Package 'VLMCX'

Title: Variable Length Markov Chain with Exogenous Covariates
Description: Models categorical time series through a Markov Chain when a) covariates are predictors for transitioning into the next state/symbol and b) when the dependence in the past states has variable length. The probability of transitioning to the next state in the Markov Chain is defined by a multinomial regression whose parameters depend on the past states of the chain and, moreover, the number of states in the past needed to predict the next state also depends on the observed states themselves. See Zambom, Kim, and Garcia (2022) <doi:10.1111/jtsa.12615>.
Authors: Adriano Zanin Zambom Developer [aut, cre, cph], Seonjin Kim Developer [aut], Nancy Lopes Garcia Developer [aut]
Maintainer: Adriano Zanin Zambom Developer <[email protected]>
License: GPL (>= 2)

> **Given problem a**
Condense the paragraph on the package page that begins "Models categorical time series" into a short bulleted list of its main facts.
The listing has nothing to do with the package page.

[Pointing records]
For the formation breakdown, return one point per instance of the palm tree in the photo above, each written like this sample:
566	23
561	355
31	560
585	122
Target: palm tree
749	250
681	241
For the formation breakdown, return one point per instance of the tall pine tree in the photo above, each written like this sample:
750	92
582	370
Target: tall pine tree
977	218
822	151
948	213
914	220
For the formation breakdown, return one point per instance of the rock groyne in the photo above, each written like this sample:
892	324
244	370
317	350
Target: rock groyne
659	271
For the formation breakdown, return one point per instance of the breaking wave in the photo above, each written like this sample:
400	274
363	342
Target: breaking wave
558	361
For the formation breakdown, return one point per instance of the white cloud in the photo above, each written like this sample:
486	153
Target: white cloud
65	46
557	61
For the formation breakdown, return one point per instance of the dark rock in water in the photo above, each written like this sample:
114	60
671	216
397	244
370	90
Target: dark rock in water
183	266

> **Given problem b**
Lay out every line of the pointing listing as a Markdown table with the columns Row and Line, leaving out blank lines.

> **Exercise result a**
- Models categorical time series with a Markov chain.
- Covariates act as predictors for moving into the next state or symbol.
- Dependence on past states has variable length.
- A multinomial regression defines the transition probability, and its parameters depend on the chain's past states.
- How many past states are needed to predict the next state also depends on the observed states.
- Reference: Zambom, Kim, and Garcia (2022), doi:10.1111/jtsa.12615.

> **Exercise result b**
| Row | Line |
|---|---|
| 1 | For the formation breakdown, return one point per instance of the palm tree in the photo above, each written like this sample: |
| 2 | 566	23 |
| 3 | 561	355 |
| 4 | 31	560 |
| 5 | 585	122 |
| 6 | Target: palm tree |
| 7 | 749	250 |
| 8 | 681	241 |
| 9 | For the formation breakdown, return one point per instance of the tall pine tree in the photo above, each written like this sample: |
| 10 | 750	92 |
| 11 | 582	370 |
| 12 | Target: tall pine tree |
| 13 | 977	218 |
| 14 | 822	151 |
| 15 | 948	213 |
| 16 | 914	220 |
| 17 | For the formation breakdown, return one point per instance of the rock groyne in the photo above, each written like this sample: |
| 18 | 892	324 |
| 19 | 244	370 |
| 20 | 317	350 |
| 21 | Target: rock groyne |
| 22 | 659	271 |
| 23 | For the formation breakdown, return one point per instance of the breaking wave in the photo above, each written like this sample: |
| 24 | 400	274 |
| 25 | 363	342 |
| 26 | Target: breaking wave |
| 27 | 558	361 |
| 28 | For the formation breakdown, return one point per instance of the white cloud in the photo above, each written like this sample: |
| 29 | 486	153 |
| 30 | Target: white cloud |
| 31 | 65	46 |
| 32 | 557	61 |
| 33 | For the formation breakdown, return one point per instance of the dark rock in water in the photo above, each written like this sample: |
| 34 | 114	60 |
| 35 | 671	216 |
| 36 | 397	244 |
| 37 | 370	90 |
| 38 | Target: dark rock in water |
| 39 | 183	266 |